▶ [Exercise brief] Search the material for the word "below" and report each line where it turns up.

▶ [Entries provided]
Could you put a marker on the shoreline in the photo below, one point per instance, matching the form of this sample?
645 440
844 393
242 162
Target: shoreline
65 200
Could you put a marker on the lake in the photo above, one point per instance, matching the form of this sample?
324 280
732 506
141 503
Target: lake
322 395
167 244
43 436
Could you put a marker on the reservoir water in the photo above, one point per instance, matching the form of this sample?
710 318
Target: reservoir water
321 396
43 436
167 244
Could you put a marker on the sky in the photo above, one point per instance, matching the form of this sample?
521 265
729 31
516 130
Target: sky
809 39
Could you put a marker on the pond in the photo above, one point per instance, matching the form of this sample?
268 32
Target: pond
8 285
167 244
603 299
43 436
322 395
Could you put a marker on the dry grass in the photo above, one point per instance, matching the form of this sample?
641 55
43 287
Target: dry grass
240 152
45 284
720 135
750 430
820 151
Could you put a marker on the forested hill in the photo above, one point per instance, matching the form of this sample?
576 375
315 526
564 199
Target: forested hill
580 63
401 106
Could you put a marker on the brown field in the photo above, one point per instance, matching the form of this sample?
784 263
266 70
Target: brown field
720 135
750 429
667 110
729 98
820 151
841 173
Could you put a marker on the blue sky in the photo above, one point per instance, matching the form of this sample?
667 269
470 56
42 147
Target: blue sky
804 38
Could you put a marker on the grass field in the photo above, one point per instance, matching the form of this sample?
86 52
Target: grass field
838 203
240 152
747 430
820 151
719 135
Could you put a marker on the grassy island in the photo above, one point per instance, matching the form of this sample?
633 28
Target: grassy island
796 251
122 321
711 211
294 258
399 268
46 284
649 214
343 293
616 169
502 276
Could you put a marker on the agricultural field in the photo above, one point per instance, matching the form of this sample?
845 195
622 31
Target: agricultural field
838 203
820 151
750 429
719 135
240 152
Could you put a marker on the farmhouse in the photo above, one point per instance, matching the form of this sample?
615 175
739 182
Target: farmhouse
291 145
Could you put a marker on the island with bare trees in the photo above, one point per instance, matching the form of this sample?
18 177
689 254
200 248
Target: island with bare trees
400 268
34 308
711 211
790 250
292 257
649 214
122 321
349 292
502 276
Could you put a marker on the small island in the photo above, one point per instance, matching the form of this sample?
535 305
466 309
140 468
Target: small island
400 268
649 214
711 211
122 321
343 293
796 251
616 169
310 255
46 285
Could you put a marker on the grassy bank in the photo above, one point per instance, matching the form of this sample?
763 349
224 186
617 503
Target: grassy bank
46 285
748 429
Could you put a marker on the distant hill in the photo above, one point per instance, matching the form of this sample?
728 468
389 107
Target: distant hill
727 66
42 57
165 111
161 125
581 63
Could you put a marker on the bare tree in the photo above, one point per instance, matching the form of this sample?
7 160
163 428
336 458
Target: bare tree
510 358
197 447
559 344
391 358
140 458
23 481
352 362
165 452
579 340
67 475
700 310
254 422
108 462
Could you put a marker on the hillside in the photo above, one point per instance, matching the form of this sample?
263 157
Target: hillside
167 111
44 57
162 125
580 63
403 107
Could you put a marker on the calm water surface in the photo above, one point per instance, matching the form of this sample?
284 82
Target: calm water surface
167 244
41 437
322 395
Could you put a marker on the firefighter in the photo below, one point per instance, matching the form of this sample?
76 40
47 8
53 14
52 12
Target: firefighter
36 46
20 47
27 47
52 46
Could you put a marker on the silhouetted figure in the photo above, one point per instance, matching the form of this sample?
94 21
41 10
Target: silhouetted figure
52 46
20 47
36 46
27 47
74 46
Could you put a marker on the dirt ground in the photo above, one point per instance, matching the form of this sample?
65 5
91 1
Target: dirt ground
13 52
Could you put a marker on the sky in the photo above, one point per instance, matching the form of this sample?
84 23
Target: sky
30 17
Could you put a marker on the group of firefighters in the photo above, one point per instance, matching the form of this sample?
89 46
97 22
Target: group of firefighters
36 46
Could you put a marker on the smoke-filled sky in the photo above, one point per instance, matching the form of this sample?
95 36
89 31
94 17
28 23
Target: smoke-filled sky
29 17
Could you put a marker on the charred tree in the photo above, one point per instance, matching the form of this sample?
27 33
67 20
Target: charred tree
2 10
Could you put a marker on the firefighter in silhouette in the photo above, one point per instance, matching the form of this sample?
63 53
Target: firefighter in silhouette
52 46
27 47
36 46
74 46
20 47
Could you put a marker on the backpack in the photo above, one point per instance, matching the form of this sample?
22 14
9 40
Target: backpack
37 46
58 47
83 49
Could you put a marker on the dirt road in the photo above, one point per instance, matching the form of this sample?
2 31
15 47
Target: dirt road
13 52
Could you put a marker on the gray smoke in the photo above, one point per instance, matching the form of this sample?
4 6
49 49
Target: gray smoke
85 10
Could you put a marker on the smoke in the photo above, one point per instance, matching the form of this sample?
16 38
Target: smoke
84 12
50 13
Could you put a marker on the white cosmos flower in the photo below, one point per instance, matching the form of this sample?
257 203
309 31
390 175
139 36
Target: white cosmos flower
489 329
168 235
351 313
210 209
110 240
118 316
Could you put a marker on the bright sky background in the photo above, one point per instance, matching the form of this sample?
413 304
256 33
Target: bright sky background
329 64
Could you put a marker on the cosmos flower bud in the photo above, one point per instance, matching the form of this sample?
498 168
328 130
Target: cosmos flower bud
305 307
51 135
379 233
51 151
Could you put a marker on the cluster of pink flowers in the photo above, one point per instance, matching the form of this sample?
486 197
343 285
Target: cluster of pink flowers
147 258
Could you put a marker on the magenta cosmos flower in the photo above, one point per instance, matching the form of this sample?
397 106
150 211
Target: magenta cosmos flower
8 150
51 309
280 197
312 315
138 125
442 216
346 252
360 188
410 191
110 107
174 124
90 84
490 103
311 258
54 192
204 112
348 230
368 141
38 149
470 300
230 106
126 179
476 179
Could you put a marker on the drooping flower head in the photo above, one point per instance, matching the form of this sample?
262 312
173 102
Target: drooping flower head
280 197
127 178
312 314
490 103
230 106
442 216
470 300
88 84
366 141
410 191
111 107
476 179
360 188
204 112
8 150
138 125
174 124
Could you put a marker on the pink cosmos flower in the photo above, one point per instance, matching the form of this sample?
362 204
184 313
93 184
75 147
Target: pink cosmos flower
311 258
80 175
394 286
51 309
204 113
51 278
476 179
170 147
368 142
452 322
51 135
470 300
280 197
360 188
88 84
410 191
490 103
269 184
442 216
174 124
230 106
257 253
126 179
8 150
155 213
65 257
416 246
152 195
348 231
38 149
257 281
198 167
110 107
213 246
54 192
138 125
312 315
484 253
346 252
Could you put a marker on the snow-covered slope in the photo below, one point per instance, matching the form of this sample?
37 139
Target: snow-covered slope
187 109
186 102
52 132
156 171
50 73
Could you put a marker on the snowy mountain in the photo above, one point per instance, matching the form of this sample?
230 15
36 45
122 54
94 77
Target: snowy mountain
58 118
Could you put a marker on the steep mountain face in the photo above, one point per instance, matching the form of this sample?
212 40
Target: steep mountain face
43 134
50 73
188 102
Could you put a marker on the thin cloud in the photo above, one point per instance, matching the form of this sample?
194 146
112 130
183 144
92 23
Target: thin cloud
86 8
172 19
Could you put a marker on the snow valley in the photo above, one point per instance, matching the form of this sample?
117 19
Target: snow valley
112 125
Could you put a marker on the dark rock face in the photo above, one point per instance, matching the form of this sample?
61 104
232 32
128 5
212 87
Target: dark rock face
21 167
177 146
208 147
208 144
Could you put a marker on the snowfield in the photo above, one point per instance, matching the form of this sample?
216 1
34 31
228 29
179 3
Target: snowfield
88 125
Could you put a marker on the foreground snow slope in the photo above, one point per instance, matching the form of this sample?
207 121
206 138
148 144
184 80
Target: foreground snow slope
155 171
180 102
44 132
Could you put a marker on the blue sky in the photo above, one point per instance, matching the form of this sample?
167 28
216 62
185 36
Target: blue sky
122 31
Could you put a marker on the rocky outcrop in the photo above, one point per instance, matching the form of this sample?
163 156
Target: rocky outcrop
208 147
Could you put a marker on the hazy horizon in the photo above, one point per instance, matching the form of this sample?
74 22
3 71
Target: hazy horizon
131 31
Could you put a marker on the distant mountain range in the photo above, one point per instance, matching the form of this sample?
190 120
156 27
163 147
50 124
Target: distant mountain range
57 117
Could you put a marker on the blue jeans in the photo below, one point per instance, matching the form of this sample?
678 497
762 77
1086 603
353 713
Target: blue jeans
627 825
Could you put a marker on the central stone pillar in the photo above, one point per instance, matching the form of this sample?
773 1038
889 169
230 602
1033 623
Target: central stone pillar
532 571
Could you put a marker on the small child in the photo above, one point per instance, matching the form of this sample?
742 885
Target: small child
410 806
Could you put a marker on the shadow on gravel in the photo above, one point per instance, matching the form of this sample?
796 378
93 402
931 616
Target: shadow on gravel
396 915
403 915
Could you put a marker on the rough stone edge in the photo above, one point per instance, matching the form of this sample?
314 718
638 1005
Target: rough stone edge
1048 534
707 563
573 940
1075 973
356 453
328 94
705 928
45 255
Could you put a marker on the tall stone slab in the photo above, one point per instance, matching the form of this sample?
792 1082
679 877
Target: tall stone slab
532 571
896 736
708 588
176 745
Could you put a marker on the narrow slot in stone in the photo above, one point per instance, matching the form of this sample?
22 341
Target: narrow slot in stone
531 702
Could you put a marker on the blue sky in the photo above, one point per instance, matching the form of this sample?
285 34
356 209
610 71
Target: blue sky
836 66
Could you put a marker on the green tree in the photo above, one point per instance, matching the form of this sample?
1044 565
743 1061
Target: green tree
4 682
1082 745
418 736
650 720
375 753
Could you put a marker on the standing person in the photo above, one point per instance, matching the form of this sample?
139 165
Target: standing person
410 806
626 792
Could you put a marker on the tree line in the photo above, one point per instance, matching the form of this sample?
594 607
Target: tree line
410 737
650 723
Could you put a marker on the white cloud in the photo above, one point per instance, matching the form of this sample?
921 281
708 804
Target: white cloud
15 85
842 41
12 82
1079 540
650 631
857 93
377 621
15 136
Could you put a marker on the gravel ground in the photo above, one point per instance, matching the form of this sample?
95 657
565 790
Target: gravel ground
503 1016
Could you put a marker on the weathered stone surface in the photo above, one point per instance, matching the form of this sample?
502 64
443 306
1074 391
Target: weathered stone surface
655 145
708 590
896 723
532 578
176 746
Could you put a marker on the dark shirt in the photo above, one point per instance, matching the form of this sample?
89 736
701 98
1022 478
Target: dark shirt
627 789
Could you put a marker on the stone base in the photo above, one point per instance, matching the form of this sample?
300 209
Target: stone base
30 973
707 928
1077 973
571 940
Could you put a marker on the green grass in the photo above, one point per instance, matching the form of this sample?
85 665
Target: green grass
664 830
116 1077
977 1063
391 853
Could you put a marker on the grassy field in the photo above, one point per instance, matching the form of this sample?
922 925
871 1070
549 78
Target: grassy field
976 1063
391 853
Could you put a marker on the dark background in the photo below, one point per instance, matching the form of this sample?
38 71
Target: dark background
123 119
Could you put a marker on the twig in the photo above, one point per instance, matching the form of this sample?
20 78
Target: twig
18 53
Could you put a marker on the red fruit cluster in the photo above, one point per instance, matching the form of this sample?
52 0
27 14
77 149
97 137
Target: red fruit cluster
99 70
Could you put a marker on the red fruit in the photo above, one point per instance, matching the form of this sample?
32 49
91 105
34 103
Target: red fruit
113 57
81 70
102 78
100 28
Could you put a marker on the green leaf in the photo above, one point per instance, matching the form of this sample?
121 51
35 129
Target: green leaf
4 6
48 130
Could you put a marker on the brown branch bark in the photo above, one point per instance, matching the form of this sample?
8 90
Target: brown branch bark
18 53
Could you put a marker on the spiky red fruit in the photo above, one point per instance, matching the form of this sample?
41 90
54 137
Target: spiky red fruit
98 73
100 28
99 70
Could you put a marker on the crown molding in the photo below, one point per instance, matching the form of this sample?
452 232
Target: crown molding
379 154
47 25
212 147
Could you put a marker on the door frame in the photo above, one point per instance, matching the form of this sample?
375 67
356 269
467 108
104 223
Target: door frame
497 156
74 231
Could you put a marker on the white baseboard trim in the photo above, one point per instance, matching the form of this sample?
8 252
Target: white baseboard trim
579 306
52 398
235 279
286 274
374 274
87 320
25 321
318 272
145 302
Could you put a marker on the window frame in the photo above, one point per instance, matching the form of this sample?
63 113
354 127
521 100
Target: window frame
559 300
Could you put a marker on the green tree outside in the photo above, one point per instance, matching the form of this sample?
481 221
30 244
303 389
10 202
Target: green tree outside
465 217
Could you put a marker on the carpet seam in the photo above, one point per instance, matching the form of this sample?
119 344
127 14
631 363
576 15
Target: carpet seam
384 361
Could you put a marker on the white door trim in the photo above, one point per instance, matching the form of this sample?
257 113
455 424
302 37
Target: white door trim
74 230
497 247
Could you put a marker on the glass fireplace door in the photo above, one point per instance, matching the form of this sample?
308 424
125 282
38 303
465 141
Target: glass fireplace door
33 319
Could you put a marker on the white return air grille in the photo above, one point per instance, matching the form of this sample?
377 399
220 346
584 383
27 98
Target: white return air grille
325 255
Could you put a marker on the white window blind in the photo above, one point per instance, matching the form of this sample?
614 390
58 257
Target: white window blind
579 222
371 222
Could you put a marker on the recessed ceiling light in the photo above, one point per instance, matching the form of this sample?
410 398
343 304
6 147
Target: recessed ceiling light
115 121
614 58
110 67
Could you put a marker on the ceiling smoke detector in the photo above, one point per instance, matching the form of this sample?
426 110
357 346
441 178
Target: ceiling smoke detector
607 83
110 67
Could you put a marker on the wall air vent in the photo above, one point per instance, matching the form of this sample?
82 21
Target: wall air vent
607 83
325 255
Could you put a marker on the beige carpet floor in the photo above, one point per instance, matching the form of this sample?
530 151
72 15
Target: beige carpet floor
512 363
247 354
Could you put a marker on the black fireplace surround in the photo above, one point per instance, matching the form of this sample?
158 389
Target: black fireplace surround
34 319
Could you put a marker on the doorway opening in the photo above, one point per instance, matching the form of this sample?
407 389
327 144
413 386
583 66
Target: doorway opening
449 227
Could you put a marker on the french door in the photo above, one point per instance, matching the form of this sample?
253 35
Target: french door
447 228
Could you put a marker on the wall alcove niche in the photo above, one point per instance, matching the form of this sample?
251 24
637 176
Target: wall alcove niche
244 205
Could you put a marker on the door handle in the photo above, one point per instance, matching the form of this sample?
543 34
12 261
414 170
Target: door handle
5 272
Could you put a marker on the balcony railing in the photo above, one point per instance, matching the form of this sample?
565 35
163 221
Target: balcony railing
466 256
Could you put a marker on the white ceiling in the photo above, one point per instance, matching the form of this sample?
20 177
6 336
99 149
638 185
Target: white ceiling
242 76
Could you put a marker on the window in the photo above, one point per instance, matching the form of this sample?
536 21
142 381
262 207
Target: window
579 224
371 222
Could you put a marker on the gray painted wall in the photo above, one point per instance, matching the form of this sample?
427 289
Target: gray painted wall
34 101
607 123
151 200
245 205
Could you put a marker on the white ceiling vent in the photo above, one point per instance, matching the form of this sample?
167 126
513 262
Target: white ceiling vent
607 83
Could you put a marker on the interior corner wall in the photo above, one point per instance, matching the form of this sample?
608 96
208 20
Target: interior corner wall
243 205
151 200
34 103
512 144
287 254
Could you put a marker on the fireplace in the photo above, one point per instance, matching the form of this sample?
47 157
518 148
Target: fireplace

▶ [Exercise result]
Could you put a marker on the shoreline in the photo below, one point per instance, matching the form of this sample?
Could you put a marker on the firefighter in the photo below, one point per instance, matching the form of this sample?
Could you put a marker on the white cosmos flower in the photo below, one point per instance, matching the form of this sample?
Could you put a marker on the snow-covered slope in the photo below, one point per instance, matching the form of this sample?
Could you put a marker on the blue jeans in the photo below, one point per instance, matching the form of this sample?
Could you put a marker on the dark background in the photo below, one point per instance, matching the form of this sample?
Could you put a marker on the crown molding in the photo below, one point per instance, matching the form of this sample?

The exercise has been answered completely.